# START OF GIVEN RECORDS

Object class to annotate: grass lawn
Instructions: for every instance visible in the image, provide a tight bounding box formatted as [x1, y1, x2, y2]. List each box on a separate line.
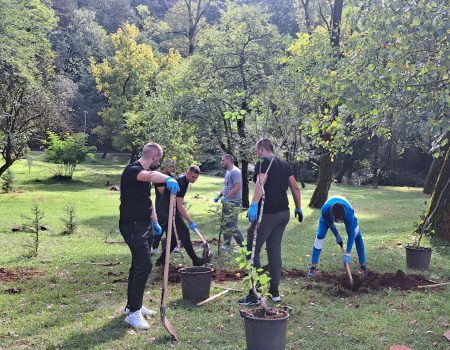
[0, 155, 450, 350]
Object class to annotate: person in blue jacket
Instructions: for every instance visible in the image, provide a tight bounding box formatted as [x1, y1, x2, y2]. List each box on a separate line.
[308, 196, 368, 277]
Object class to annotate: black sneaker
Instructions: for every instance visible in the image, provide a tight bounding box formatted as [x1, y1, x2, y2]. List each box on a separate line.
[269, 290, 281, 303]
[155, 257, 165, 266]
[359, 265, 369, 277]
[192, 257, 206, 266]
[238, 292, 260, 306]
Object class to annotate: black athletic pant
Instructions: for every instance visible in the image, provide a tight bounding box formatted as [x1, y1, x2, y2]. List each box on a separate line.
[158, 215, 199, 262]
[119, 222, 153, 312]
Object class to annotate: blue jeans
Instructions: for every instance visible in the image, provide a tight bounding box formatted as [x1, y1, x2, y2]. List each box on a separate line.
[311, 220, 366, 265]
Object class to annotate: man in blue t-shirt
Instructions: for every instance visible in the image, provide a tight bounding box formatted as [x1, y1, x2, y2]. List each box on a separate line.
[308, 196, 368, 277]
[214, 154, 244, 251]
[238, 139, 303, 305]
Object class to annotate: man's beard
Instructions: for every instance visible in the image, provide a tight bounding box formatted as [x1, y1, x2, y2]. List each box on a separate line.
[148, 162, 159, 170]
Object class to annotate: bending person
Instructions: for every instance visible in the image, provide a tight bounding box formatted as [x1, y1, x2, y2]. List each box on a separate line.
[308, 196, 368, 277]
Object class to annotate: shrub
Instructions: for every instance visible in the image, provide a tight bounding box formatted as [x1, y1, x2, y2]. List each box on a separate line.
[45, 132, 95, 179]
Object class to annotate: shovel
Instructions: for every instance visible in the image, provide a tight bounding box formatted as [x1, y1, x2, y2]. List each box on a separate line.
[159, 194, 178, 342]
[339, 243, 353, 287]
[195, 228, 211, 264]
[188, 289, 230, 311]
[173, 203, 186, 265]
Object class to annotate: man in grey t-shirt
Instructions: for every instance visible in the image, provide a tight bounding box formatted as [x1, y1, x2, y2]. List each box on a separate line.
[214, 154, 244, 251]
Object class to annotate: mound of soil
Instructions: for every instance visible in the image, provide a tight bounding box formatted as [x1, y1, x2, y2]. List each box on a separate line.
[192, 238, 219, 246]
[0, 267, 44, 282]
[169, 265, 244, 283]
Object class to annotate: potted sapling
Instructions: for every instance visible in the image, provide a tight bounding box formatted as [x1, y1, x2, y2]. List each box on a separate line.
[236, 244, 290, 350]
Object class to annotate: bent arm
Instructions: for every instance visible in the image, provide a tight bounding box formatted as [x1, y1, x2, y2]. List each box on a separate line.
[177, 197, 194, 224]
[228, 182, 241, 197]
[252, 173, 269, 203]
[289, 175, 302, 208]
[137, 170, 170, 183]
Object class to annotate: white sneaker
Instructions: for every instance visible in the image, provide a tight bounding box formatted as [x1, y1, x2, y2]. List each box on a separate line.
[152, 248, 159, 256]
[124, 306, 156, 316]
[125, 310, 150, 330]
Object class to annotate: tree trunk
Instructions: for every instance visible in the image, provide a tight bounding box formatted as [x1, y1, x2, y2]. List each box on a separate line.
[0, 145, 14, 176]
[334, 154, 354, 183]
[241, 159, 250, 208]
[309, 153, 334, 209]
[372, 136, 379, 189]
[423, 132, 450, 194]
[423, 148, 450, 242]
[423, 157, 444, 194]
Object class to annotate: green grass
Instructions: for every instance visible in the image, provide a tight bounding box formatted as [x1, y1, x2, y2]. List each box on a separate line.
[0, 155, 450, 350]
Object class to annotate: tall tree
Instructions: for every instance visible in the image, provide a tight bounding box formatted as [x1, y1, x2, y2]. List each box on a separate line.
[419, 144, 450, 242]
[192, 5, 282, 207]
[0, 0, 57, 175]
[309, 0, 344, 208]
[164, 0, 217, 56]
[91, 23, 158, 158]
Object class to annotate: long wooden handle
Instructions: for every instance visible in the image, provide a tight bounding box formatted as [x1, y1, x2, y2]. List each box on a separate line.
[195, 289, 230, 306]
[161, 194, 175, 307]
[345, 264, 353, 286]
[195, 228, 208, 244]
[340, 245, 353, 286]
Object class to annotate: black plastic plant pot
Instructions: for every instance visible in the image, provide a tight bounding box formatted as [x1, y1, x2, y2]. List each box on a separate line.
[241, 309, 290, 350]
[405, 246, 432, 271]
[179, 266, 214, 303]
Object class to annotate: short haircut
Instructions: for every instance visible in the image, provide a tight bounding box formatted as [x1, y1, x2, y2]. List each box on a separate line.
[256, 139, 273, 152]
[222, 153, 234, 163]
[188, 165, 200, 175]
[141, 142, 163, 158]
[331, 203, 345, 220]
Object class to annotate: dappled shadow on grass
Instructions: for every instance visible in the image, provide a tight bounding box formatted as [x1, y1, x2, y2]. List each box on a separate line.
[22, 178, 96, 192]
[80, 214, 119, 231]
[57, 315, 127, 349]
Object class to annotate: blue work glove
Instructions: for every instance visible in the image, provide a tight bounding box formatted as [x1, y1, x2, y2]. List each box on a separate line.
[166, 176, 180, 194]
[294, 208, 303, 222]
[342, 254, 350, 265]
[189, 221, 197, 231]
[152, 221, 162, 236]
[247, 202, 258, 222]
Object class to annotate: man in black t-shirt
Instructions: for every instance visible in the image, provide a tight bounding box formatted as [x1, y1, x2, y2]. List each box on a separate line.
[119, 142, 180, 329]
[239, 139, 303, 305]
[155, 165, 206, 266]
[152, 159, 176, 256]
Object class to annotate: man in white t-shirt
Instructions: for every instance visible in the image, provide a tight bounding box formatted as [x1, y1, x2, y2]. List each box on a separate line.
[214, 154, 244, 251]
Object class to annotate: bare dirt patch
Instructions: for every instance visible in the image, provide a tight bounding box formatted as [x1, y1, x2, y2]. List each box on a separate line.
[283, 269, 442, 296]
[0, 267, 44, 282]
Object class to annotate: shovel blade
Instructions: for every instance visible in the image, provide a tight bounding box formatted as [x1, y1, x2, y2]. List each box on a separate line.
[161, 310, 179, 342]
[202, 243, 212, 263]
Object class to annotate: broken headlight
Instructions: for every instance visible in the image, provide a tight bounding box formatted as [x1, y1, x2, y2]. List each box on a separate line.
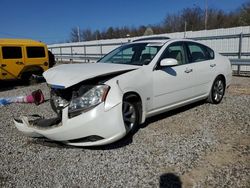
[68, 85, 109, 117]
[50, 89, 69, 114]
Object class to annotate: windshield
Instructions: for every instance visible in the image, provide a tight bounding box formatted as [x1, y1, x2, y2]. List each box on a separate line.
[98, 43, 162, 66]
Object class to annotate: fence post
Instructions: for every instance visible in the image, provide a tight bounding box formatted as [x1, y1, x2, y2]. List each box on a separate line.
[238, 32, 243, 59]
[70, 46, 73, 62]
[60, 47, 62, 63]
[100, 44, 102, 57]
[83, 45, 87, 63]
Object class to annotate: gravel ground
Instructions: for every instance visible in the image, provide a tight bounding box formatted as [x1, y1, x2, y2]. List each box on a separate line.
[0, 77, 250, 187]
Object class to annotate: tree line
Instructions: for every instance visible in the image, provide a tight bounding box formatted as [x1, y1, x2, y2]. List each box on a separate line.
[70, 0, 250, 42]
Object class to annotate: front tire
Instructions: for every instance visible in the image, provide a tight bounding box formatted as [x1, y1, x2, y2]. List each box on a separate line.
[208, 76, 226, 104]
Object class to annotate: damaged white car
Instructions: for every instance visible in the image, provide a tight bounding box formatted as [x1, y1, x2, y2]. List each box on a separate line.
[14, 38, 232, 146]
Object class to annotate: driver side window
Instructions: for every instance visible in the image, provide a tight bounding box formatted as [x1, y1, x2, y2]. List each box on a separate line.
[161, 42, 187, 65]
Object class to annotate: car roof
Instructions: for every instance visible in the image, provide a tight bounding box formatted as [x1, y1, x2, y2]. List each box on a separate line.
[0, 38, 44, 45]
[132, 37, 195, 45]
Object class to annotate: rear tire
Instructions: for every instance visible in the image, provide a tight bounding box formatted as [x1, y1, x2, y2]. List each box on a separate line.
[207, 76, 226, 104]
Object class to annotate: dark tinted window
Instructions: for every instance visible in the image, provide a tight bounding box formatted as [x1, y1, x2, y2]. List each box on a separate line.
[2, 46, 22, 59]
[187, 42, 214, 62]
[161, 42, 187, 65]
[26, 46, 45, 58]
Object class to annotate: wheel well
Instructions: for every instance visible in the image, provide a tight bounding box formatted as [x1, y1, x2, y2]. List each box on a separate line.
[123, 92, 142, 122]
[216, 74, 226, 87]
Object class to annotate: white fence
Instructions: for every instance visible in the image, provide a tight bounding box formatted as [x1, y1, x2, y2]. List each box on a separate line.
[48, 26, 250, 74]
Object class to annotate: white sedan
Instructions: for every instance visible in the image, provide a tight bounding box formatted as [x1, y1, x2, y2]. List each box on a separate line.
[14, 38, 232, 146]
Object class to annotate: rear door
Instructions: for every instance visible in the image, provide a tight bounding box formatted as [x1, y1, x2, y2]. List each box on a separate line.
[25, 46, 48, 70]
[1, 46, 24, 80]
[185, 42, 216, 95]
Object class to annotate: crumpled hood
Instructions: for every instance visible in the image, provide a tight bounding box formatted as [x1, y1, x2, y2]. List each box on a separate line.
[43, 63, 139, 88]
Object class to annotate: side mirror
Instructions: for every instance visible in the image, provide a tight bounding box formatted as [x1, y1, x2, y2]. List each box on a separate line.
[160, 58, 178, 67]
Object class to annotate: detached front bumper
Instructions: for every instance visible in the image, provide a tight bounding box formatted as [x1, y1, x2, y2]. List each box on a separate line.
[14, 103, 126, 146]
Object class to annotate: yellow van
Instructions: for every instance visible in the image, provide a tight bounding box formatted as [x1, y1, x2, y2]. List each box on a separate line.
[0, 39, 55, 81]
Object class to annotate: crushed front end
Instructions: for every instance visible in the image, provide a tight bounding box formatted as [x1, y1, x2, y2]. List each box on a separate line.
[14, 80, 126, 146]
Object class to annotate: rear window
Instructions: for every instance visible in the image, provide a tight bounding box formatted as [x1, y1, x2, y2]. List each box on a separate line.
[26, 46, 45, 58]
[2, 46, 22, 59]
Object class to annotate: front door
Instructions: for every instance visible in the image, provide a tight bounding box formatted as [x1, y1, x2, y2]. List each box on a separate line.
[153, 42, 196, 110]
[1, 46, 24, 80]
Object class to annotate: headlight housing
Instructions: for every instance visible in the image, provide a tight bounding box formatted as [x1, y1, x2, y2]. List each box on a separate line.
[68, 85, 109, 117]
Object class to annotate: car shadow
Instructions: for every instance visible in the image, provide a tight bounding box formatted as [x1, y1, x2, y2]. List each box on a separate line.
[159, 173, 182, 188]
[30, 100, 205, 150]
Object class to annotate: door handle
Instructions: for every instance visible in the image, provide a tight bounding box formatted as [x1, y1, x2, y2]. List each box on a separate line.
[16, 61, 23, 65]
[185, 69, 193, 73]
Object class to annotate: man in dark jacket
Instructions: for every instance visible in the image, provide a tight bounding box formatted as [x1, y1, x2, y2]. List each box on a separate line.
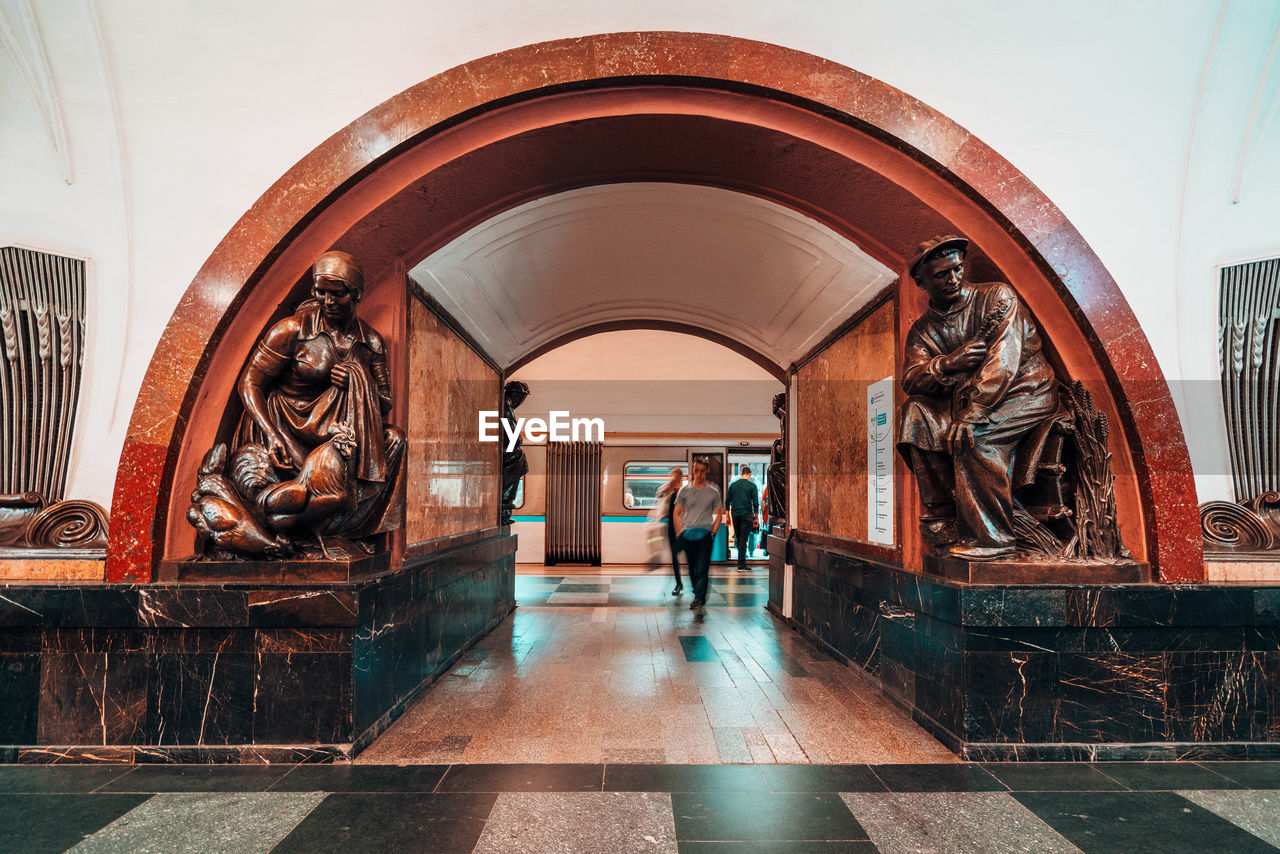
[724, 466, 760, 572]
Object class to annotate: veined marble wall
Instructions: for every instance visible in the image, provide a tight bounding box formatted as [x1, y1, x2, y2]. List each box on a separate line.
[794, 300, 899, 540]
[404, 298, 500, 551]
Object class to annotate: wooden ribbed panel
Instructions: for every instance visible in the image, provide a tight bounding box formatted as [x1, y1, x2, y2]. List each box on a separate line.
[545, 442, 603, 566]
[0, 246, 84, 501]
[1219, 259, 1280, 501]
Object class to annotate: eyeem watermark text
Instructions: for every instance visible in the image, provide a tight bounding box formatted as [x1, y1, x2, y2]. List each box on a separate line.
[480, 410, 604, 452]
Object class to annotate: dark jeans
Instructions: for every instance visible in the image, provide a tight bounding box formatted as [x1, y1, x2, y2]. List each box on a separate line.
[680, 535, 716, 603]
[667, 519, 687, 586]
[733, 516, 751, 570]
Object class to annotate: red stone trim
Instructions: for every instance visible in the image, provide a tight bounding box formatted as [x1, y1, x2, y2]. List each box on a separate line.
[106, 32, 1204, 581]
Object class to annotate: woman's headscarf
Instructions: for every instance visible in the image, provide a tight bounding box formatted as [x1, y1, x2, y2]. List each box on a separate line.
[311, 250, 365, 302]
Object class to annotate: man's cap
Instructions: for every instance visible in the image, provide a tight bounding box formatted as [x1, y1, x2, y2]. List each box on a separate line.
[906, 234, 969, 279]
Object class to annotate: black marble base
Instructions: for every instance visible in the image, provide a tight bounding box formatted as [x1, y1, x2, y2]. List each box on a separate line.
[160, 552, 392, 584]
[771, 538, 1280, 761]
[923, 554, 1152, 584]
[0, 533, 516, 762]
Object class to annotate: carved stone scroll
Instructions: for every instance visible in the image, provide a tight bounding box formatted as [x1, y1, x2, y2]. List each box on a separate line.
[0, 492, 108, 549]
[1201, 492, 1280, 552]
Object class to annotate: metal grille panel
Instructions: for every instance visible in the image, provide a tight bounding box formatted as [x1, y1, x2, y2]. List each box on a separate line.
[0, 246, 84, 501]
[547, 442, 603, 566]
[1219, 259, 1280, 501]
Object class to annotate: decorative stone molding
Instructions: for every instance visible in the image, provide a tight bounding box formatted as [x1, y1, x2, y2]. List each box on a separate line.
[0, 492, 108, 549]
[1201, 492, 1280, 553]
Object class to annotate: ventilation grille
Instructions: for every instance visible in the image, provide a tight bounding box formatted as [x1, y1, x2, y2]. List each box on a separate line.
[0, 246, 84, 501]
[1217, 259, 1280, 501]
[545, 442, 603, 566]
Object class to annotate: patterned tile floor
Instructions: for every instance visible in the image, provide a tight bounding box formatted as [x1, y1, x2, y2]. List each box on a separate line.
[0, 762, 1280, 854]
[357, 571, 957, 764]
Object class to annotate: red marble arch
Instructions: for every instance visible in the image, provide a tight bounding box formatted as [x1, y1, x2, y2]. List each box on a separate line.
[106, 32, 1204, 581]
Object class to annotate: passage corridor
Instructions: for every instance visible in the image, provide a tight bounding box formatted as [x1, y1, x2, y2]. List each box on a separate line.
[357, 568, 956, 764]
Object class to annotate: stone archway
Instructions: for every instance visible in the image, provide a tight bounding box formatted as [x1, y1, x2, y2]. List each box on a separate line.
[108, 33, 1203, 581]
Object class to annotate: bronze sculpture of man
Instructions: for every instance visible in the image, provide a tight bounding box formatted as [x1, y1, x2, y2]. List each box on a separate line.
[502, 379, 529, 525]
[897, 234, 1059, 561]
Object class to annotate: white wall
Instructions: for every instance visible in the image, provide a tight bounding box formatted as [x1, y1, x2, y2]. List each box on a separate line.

# END OF GIVEN RECORDS

● **EXERCISE GOAL**: Gather every line from the data above that contains the string "rear" and copy each one unchanged.

● **EXERCISE RESPONSE**:
Object class to annotate: rear tire
Object class to annotate: rear door
Object class to annotate: rear window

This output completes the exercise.